■ **Given text**:
# Awning roof mounting brackets



## Estanli (Jul 26, 2011)

I'm about to begin my project o installing an awning roof mounting brackets. I have two since my awning is 8 ft. I'm kind of concerned as to where to begin the search of the joists/studs. Should I begin inside and employ the knock method or is there a way to do so from the roof? My roof is 90inches from the deck so it's short and it's shingled.


----------



## Ron6519 (Mar 28, 2007)

What are you mounting the bracket on, the wall or the roof?
What's the house exterior made from? 
What type of awning?
Post a picture of the awning installation site.


----------



## Estanli (Jul 26, 2011)

Ron6519 said:


> What are you mounting the bracket on, the wall or the roof?
> What's the house exterior made from?
> What type of awning?
> Post a picture of the awning installation site.


Hey Ron thanks for the response. Had trouble navigating this reply. (newbe). I'm mounting an 8 ft wide retractable awning that expands to 7 ft. When opened onto my shingled roof. I'll be searching for the joists in order to drill and bolt in the adjustable roof brackets. A 2x8x8 treated board will be bolted onto these two mounts then the brackets that came with the awning onto the board. I can't mount it to the wall be cause I don't have enough clearance from the top of the window which almost meets the bottom of the gutter. So the roof it will be.


----------



## Ron6519 (Mar 28, 2007)

The fascia board(behind the gutter) will be nailed into the rafter ends. To be sure you hit the rafter center, you might need to remove both the gutter and the fascia. How are you going to insure water tightness with bolts through the roofing?


----------



## Estanli (Jul 26, 2011)

I'll be sealing the drilled hole prior to installing the bolt with silicone and applying about a glob of it 2" around the hole before placing the base of the adjustable roof mount on it. In addition, it will be placed in a shoehorn fashion with the bottom open for drainage.

I've located the studs using a small nail inside the house along the roof line and transferred the measurement location outdoors. Well here goes nothing! I better go ahead and get it done before I lose my nerve! I'll figure out how to post the pics after I'm done.


----------



## Ron6519 (Mar 28, 2007)

Caulking as a leak stopper on a roof is a short term solution at best.


----------



## joecaption (Nov 30, 2011)

Your looking for rafters, not joist.
Look at the fascia for the nails, that's where the rafter tails are and use a framing square to mark the holes higher up the roof.
Need install web site so we can see what your seeing.
Silicone is not going to hold up on a roof.
I can not imagine laying a 2 X 4 flat on a roof being a good idea.
It's going to form a dam to catch leaves and stop the water from running off long enough for water to work it's way down the fasteners.


----------

■ **Data provided**:
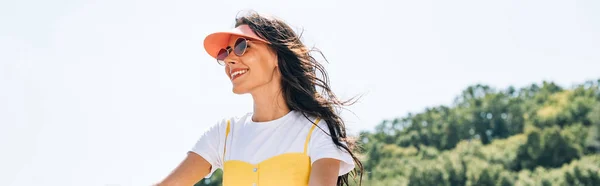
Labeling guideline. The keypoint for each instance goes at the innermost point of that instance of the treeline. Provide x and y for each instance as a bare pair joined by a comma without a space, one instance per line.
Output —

■ **Set tasks**:
a: Rewrite the awning thread starting with "I can not imagine" and going on through "down the fasteners.", changing "dam" to "barrier".
b: Translate this sentence from the awning thread into Spanish: "Caulking as a leak stopper on a roof is a short term solution at best."

■ **Task answers**:
a:
I can not imagine laying a 2 X 4 flat on a roof being a good idea.
It's going to form a barrier to catch leaves and stop the water from running off long enough for water to work it's way down the fasteners.

b: Usar masilla para detener filtraciones en un techo es, en el mejor de los casos, una solución a corto plazo.